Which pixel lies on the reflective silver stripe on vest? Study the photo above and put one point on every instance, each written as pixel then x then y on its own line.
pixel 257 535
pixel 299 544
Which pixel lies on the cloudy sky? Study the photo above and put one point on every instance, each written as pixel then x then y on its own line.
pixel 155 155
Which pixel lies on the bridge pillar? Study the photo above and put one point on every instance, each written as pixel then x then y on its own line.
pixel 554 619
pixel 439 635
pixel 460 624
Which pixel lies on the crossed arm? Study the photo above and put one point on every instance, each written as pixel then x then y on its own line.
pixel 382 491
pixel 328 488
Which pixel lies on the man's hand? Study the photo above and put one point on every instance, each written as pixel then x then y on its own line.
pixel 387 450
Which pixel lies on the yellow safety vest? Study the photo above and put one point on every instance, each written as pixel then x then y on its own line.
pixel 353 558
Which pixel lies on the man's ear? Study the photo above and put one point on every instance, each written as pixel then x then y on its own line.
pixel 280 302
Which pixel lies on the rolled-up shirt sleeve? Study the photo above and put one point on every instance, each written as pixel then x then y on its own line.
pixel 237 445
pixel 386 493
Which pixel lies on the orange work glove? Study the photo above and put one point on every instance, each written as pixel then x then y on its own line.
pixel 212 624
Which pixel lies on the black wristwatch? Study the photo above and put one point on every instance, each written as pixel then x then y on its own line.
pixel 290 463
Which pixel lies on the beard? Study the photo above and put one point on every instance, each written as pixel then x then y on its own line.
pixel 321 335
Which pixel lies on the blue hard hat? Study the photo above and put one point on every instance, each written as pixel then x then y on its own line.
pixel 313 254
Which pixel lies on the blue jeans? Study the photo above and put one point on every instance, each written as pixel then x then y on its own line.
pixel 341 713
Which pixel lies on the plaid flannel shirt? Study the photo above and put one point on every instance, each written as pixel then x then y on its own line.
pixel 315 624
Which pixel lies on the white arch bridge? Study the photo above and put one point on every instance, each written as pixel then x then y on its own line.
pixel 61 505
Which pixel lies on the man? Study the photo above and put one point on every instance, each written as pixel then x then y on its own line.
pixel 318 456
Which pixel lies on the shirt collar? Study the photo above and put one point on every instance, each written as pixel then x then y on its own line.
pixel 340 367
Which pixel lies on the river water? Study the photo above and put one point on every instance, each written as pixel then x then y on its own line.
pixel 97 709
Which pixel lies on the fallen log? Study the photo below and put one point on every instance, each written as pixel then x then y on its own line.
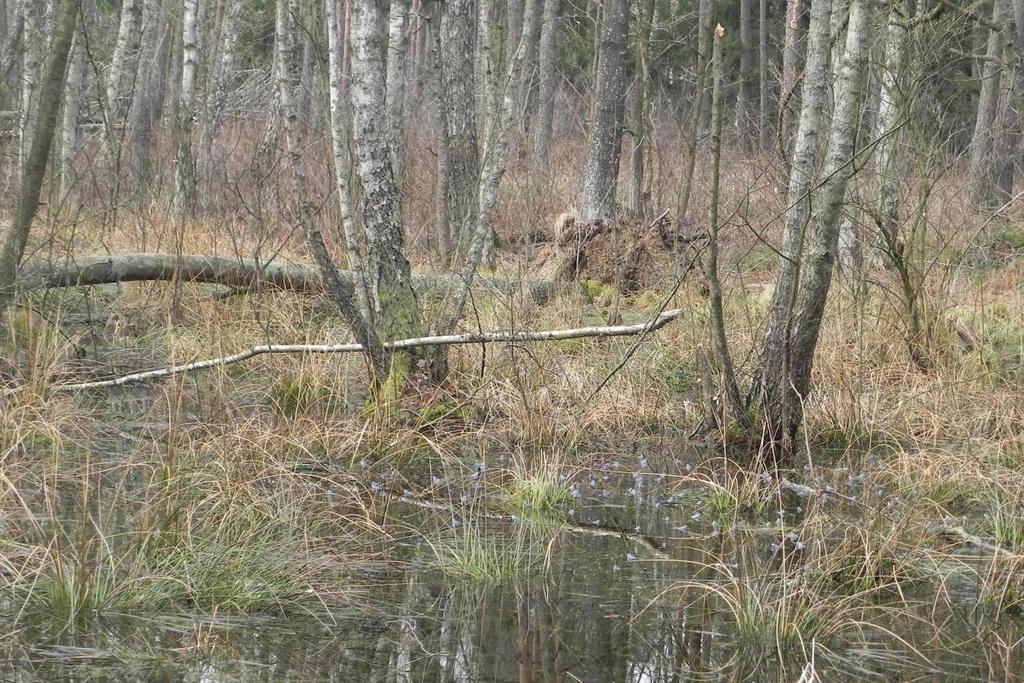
pixel 352 347
pixel 235 272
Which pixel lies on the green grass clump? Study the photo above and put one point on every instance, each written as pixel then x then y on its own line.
pixel 478 556
pixel 539 492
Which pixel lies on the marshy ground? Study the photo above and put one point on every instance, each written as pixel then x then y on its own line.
pixel 256 522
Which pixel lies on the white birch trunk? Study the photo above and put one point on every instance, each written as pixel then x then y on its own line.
pixel 397 46
pixel 124 65
pixel 184 167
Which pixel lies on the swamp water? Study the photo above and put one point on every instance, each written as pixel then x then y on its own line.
pixel 631 580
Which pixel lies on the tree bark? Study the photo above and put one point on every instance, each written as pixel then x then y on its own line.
pixel 34 165
pixel 819 259
pixel 764 126
pixel 341 291
pixel 601 170
pixel 224 78
pixel 769 386
pixel 548 73
pixel 745 100
pixel 74 91
pixel 458 86
pixel 121 84
pixel 391 290
pixel 696 107
pixel 791 68
pixel 184 166
pixel 235 272
pixel 638 196
pixel 803 285
pixel 397 46
pixel 33 44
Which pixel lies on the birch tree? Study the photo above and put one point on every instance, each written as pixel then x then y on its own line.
pixel 604 143
pixel 184 167
pixel 224 76
pixel 49 89
pixel 121 84
pixel 457 83
pixel 547 71
pixel 811 237
pixel 388 271
pixel 397 46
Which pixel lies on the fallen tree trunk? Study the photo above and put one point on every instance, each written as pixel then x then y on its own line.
pixel 238 272
pixel 352 347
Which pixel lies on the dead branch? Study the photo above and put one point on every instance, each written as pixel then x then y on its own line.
pixel 441 340
pixel 235 272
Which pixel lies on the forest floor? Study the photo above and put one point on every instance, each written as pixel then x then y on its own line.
pixel 550 502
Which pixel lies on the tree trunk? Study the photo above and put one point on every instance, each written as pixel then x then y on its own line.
pixel 696 107
pixel 638 195
pixel 787 354
pixel 988 103
pixel 819 253
pixel 184 167
pixel 33 44
pixel 397 45
pixel 388 270
pixel 121 85
pixel 886 167
pixel 50 89
pixel 458 22
pixel 224 78
pixel 74 91
pixel 745 115
pixel 719 339
pixel 601 171
pixel 341 291
pixel 148 101
pixel 769 386
pixel 548 73
pixel 791 68
pixel 496 151
pixel 339 145
pixel 764 126
pixel 530 37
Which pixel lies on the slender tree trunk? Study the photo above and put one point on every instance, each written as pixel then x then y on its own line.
pixel 548 72
pixel 745 98
pixel 50 88
pixel 496 152
pixel 397 46
pixel 601 171
pixel 764 126
pixel 791 68
pixel 341 291
pixel 988 104
pixel 886 166
pixel 120 86
pixel 224 78
pixel 184 167
pixel 458 22
pixel 530 36
pixel 74 91
pixel 816 271
pixel 638 195
pixel 696 107
pixel 33 43
pixel 339 145
pixel 770 386
pixel 148 101
pixel 388 270
pixel 721 344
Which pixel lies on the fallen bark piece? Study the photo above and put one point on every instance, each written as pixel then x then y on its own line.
pixel 235 272
pixel 352 347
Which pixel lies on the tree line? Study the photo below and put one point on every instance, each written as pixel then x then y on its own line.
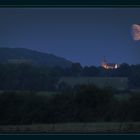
pixel 35 78
pixel 83 104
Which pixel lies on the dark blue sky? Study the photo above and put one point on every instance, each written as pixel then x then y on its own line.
pixel 82 35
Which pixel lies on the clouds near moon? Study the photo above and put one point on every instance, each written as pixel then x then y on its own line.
pixel 136 32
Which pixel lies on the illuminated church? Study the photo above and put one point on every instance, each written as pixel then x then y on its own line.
pixel 109 65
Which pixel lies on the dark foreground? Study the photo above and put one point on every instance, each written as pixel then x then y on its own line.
pixel 78 128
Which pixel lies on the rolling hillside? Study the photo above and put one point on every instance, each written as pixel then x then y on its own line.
pixel 35 57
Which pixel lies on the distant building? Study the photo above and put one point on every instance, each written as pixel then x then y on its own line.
pixel 19 61
pixel 109 65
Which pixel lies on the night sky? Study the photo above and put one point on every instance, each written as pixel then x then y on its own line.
pixel 82 35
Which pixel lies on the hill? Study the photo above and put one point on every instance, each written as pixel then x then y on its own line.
pixel 35 57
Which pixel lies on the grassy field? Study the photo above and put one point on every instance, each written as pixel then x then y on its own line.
pixel 105 127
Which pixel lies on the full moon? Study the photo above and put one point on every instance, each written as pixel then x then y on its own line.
pixel 136 32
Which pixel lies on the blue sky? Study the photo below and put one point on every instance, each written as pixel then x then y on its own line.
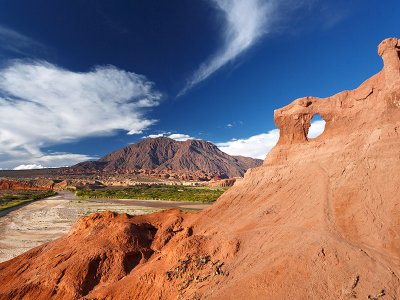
pixel 81 78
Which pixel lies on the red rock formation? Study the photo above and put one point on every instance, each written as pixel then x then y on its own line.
pixel 319 220
pixel 6 184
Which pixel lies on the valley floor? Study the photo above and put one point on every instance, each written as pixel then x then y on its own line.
pixel 28 226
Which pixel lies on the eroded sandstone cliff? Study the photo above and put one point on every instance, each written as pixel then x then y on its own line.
pixel 320 219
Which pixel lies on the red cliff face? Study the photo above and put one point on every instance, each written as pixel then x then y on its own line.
pixel 318 220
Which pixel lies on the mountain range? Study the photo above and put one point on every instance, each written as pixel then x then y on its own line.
pixel 168 158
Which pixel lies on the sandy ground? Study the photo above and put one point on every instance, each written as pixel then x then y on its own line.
pixel 42 221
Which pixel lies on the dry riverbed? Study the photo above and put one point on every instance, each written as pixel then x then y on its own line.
pixel 42 221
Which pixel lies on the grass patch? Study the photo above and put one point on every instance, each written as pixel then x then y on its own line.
pixel 157 192
pixel 10 198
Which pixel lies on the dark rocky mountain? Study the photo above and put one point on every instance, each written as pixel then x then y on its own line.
pixel 167 158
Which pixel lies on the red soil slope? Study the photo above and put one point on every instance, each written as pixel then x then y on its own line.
pixel 319 220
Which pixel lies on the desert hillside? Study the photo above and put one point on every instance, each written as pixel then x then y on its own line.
pixel 318 220
pixel 186 160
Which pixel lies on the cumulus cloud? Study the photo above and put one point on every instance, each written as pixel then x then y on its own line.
pixel 175 136
pixel 259 145
pixel 42 104
pixel 256 146
pixel 245 22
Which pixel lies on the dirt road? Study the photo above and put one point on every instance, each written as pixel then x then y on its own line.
pixel 42 221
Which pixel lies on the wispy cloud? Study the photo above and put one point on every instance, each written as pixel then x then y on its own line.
pixel 15 42
pixel 245 22
pixel 42 104
pixel 258 146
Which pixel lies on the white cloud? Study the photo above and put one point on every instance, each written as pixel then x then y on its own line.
pixel 256 146
pixel 259 145
pixel 16 42
pixel 175 136
pixel 42 104
pixel 28 167
pixel 316 129
pixel 245 22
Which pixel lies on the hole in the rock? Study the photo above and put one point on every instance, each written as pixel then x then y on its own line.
pixel 317 127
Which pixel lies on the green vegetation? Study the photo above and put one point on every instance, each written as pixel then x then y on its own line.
pixel 157 192
pixel 11 198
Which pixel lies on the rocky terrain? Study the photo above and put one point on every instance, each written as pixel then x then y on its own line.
pixel 166 158
pixel 318 220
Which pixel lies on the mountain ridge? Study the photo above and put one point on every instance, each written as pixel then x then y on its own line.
pixel 165 157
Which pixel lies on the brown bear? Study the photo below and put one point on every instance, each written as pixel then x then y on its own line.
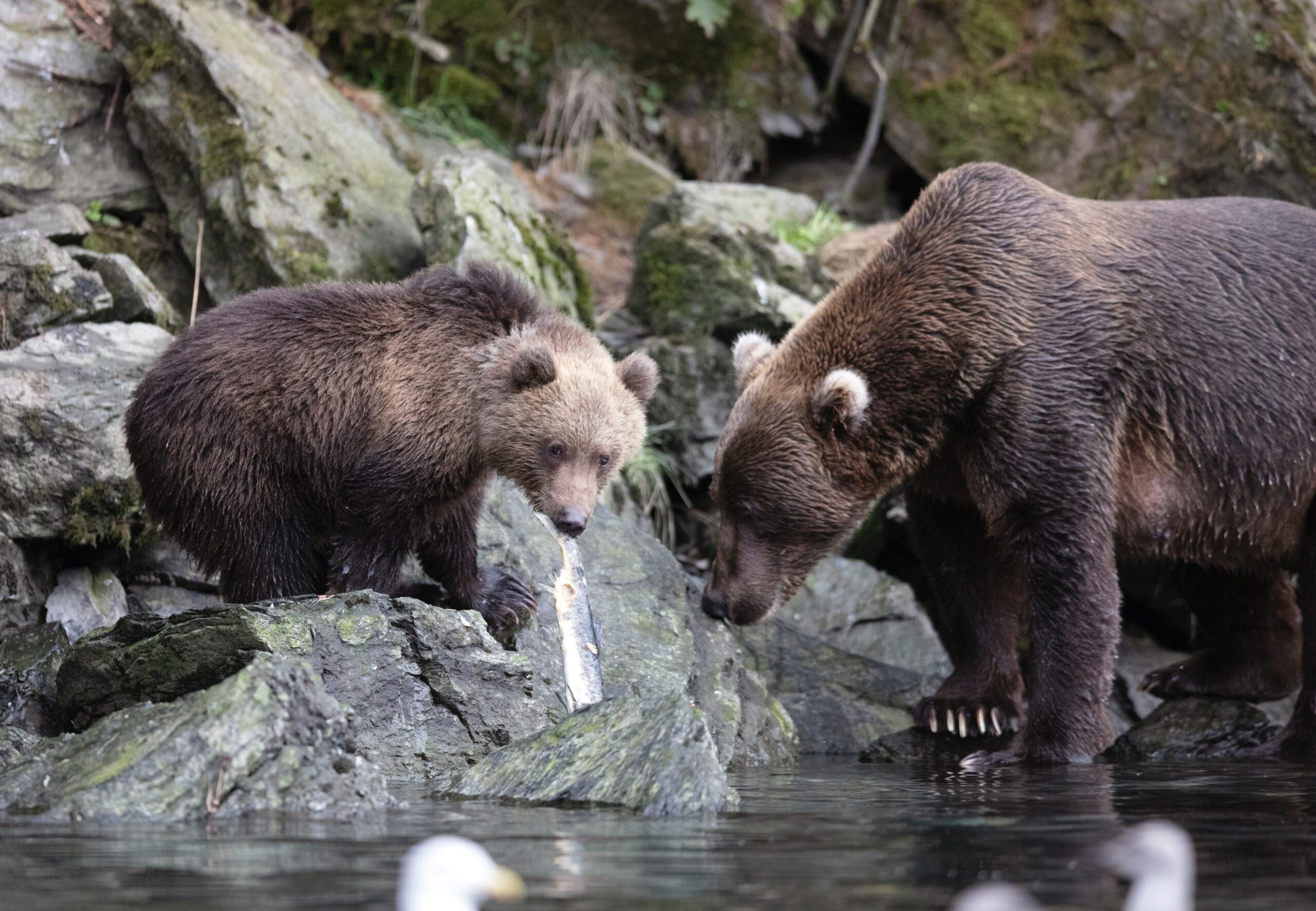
pixel 1058 382
pixel 306 440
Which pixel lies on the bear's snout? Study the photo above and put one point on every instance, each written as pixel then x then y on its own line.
pixel 570 522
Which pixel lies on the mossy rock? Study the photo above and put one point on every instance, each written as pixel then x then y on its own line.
pixel 710 262
pixel 432 689
pixel 648 753
pixel 65 473
pixel 468 211
pixel 270 736
pixel 1111 98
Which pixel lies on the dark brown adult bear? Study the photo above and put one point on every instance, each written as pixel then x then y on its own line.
pixel 1060 382
pixel 306 440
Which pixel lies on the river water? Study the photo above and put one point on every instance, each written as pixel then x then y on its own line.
pixel 832 834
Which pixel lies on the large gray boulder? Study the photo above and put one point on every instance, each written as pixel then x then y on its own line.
pixel 861 610
pixel 469 211
pixel 239 123
pixel 24 586
pixel 269 738
pixel 710 260
pixel 53 99
pixel 840 701
pixel 65 473
pixel 692 402
pixel 1192 730
pixel 41 286
pixel 432 689
pixel 29 663
pixel 653 636
pixel 649 753
pixel 86 599
pixel 136 297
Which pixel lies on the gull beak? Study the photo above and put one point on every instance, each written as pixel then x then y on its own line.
pixel 507 886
###
What the task requires: Rewrite everything from the start of the material down to the line that contains "pixel 299 544", with "silver" changed to "gray" and nothing else altered.

In response:
Which pixel lies on the reflective gray stripe on vest? Study the photo above and put one point on every instance, each written as pixel then x then y on its own line.
pixel 257 535
pixel 299 544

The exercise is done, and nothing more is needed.